Rewrite the passage of the BPSS employment history guide below that opens with the words "The HMRC 5-year employment" and ends after "long they lasted.", swapping "candidate" for "applicant".

• Selected text:
--- begin ---

BPSS Employment History Verification and HMRC 5-Year Statement Guide

BPSS Employment History: Why the HMRC 5-Year Statement Is the Only Check That Closes Every Gap

April 29, 2026

In mid-April 2026, it was reported that Peter Mandelson had failed national security vetting before his appointment as UK ambassador to the United States. He did not fail because the process broke down. He failed it. A senior civil servant then overrode that outcome and granted the required top-level clearance anyway. Ministers, including the Prime Minister, reportedly did not know. The official who overrode the vetting was subsequently removed from office.

Whatever view you take on the politics of that decision, the story tells you something important. National security vetting is not a formality. When it fails or is bypassed, there are consequences.

BPSS sits at the foundation of all of that. It is the baseline every organisation must complete before anyone can proceed to CTC, SC or DV clearance. And the employment history element of BPSS is where I consistently saw the most errors and the most risk. There is one tool that closes every gap, and most organisations are either not using it or not using it correctly.

What Most Organisations Get Wrong

In 18 years of running employment screening at scale, the most consistent failure I saw in BPSS was not the identity check or the right to work check. Those are generally well understood. The failure was almost always in employment history verification.

What I saw again and again was organisations accepting a CV, chasing references for the roles listed on it and calling that verified. It is not. A CV is a self-declared document. A reference confirms only that the person worked where they say they worked, and only if the referee responds at all. Neither of those things tells you what happened in the gaps. Neither tells you whether the dates on the CV are accurate. Neither tells you whether there are periods of employment the candidate has simply not declared.

BPSS is supposed to give you assurance. Accepting a CV and calling it verified gives you the appearance of assurance. Those are not the same thing.

What BPSS Actually Requires on Employment History

The Baseline Personnel Security Standard requires verification of a minimum of three years of employment history. Every role, every gap, every period of self-employment and every significant period spent abroad must be accounted for. Gaps of more than 31 days need to be explained and, where possible, evidenced. If the candidate has less than three years of UK employment history, education history is used to fill the period.

You are not simply confirming where someone says they worked. You are building a verifiable, documented account of where they were and what they were doing across the full three-year window. Any gap you cannot evidence is a compliance failure.

Why the HMRC 5-Year Statement Changes Everything

The HMRC 5-year employment history statement is an official government document pulled directly from HMRC records. It shows every UK PAYE employer the candidate has worked for, with start and end dates of each employment, compiled from data submitted by the employer's own payroll teams. It is not what the candidate says happened. It is what HMRC recorded happening.

Put the HMRC statement alongside the CV and you immediately have a cross-reference that no reference check can replicate. You can see whether the dates match. You can see whether there are employments on the HMRC record that do not appear on the CV at all. You can see exactly where the genuine gaps are, what they cover and how long they lasted.

--- end ---

• Dataset excerpts:

--- begin ---

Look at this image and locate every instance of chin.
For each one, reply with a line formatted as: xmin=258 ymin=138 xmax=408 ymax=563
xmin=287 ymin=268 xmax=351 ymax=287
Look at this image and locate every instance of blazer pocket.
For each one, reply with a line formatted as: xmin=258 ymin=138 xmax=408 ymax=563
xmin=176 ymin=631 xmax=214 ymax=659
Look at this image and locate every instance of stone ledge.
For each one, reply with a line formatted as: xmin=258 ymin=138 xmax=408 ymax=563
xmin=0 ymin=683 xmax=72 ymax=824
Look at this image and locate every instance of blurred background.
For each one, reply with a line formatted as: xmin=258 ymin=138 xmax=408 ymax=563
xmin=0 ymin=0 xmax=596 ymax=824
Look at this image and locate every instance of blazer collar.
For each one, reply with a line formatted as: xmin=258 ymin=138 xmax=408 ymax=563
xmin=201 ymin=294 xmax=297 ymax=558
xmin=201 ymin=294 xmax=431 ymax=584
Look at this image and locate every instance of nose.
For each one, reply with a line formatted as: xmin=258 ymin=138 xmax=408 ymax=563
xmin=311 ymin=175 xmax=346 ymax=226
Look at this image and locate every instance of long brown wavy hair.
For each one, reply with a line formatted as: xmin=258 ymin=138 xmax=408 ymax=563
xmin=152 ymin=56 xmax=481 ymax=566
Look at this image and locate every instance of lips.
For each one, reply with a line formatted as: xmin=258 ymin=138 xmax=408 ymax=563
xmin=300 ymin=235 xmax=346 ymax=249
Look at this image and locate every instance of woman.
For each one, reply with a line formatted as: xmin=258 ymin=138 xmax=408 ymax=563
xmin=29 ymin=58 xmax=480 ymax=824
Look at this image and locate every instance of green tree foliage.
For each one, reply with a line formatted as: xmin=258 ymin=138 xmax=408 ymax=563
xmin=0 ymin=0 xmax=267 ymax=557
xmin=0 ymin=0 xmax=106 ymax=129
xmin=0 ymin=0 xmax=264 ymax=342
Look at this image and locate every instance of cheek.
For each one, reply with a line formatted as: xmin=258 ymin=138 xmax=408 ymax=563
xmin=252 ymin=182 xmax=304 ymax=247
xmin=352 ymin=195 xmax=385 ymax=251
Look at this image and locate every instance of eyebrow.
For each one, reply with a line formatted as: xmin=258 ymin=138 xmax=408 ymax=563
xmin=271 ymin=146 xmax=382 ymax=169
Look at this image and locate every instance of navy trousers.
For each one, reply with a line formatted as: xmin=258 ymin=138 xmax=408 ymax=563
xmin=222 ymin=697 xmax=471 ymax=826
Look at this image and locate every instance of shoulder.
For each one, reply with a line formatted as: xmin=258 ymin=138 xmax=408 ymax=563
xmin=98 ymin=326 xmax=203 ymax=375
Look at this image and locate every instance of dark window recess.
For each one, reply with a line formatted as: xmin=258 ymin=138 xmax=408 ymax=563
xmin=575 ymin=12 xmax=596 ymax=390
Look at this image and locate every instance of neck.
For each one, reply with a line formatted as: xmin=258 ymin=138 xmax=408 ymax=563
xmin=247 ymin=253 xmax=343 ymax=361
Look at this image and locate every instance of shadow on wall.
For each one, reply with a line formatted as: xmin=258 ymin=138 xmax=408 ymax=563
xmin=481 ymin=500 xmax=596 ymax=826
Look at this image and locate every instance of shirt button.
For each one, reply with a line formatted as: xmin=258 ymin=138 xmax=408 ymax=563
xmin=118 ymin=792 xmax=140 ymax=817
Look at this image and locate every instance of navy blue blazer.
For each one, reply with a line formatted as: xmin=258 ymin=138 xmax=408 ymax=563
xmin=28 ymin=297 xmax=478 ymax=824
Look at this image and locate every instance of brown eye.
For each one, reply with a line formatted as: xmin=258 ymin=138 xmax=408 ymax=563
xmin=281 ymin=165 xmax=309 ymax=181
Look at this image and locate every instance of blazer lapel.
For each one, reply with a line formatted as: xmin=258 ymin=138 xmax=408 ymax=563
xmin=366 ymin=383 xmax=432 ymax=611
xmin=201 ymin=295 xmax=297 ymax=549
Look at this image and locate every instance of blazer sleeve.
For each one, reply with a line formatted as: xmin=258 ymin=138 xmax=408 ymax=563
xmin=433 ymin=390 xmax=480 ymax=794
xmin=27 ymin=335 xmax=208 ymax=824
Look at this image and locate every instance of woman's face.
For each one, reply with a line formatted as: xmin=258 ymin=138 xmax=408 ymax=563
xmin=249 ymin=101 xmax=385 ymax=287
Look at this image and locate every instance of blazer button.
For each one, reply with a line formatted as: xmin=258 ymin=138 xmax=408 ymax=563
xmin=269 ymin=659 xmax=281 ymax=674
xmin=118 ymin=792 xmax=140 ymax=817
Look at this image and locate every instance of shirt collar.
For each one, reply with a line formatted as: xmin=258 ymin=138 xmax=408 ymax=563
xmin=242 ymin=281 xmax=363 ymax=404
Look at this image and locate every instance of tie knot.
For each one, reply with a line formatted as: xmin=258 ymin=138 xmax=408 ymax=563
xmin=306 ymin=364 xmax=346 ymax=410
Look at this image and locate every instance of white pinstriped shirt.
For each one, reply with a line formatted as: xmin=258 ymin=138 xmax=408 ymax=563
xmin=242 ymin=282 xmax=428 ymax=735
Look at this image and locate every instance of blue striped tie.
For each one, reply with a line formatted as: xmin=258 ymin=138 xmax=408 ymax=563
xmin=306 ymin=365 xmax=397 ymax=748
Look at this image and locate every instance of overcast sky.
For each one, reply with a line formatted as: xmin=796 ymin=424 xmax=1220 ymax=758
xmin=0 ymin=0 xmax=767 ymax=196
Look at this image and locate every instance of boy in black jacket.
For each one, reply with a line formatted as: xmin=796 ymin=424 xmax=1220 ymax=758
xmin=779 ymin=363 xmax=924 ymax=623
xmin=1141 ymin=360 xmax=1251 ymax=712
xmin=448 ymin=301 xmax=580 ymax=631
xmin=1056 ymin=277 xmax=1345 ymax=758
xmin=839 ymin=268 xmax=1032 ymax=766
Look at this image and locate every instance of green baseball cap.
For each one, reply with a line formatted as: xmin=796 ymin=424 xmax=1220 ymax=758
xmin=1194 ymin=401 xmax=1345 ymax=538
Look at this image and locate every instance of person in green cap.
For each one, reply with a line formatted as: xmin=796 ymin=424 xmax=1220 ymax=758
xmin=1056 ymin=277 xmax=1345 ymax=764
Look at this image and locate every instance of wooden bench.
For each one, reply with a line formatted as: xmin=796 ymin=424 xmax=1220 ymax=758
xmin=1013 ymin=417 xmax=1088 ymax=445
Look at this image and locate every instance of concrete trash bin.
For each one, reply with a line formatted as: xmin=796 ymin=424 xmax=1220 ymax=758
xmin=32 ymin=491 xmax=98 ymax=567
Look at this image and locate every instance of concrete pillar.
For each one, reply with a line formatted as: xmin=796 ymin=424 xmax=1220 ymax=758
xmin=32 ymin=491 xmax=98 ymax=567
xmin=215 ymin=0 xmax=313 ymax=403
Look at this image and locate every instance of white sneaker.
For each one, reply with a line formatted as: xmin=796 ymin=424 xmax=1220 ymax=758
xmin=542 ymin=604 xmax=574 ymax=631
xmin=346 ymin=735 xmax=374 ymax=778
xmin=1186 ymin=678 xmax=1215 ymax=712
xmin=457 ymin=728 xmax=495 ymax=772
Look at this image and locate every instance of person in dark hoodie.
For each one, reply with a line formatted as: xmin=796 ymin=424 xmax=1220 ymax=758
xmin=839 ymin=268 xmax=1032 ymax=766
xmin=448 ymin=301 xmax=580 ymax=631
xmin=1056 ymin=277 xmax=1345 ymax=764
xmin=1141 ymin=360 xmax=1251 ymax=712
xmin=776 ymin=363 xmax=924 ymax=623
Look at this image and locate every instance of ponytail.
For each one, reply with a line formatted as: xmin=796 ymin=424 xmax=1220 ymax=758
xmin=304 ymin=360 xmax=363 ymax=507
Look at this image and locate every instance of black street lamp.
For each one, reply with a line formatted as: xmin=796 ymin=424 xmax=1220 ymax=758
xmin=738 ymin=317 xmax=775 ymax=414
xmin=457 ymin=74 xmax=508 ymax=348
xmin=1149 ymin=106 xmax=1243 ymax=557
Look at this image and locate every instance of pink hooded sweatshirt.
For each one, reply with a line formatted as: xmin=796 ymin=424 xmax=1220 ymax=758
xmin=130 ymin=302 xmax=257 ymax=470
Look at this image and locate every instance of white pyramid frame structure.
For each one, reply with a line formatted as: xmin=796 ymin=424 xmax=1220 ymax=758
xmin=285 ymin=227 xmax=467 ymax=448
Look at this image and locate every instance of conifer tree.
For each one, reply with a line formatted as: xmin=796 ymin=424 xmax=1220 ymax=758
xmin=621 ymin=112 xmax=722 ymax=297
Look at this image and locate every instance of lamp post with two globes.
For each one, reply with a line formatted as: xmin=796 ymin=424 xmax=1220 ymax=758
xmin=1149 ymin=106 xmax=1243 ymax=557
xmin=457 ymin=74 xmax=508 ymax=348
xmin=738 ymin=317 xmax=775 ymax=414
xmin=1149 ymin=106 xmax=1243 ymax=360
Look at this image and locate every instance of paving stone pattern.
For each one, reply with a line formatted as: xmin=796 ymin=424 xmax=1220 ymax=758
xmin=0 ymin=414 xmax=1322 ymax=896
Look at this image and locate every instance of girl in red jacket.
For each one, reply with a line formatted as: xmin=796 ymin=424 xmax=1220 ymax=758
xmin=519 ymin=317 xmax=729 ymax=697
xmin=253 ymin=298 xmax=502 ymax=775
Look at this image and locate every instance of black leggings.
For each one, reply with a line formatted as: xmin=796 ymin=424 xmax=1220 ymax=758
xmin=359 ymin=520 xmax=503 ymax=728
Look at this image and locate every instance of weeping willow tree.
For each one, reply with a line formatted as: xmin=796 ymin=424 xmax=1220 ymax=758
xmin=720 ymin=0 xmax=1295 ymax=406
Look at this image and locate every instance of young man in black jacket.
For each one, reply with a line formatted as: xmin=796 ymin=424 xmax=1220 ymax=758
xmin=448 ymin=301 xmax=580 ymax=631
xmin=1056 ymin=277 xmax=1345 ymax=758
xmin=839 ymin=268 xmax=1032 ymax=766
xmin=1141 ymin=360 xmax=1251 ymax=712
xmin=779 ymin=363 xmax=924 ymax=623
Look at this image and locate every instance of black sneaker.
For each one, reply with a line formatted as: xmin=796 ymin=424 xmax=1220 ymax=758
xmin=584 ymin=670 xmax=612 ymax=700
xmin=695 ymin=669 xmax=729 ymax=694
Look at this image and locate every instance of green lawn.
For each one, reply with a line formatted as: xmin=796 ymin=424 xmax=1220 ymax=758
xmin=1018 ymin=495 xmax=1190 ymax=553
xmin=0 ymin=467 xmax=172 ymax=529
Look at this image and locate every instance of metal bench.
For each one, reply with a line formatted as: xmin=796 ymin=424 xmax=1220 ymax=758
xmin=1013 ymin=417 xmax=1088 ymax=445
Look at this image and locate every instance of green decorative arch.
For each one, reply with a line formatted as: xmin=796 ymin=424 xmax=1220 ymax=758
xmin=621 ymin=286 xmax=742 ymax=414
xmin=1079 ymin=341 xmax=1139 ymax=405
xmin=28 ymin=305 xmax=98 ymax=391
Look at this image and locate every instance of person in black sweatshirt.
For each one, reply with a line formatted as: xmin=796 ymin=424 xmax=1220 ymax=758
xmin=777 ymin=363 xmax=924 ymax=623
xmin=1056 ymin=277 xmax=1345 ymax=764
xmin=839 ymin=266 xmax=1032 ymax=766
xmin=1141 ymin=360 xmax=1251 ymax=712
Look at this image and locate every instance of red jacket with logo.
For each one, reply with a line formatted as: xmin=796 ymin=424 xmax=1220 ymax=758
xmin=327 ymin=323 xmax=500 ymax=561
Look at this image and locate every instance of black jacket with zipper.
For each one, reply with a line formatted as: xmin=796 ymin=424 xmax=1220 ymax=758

--- end ---

• Exercise solution:
The HMRC 5-year employment history statement is an official government document pulled directly from HMRC records. It shows every UK PAYE employer the applicant has worked for, with start and end dates of each employment, compiled from data submitted by the employer's own payroll teams. It is not what the applicant says happened. It is what HMRC recorded happening.

Put the HMRC statement alongside the CV and you immediately have a cross-reference that no reference check can replicate. You can see whether the dates match. You can see whether there are employments on the HMRC record that do not appear on the CV at all. You can see exactly where the genuine gaps are, what they cover and how long they lasted.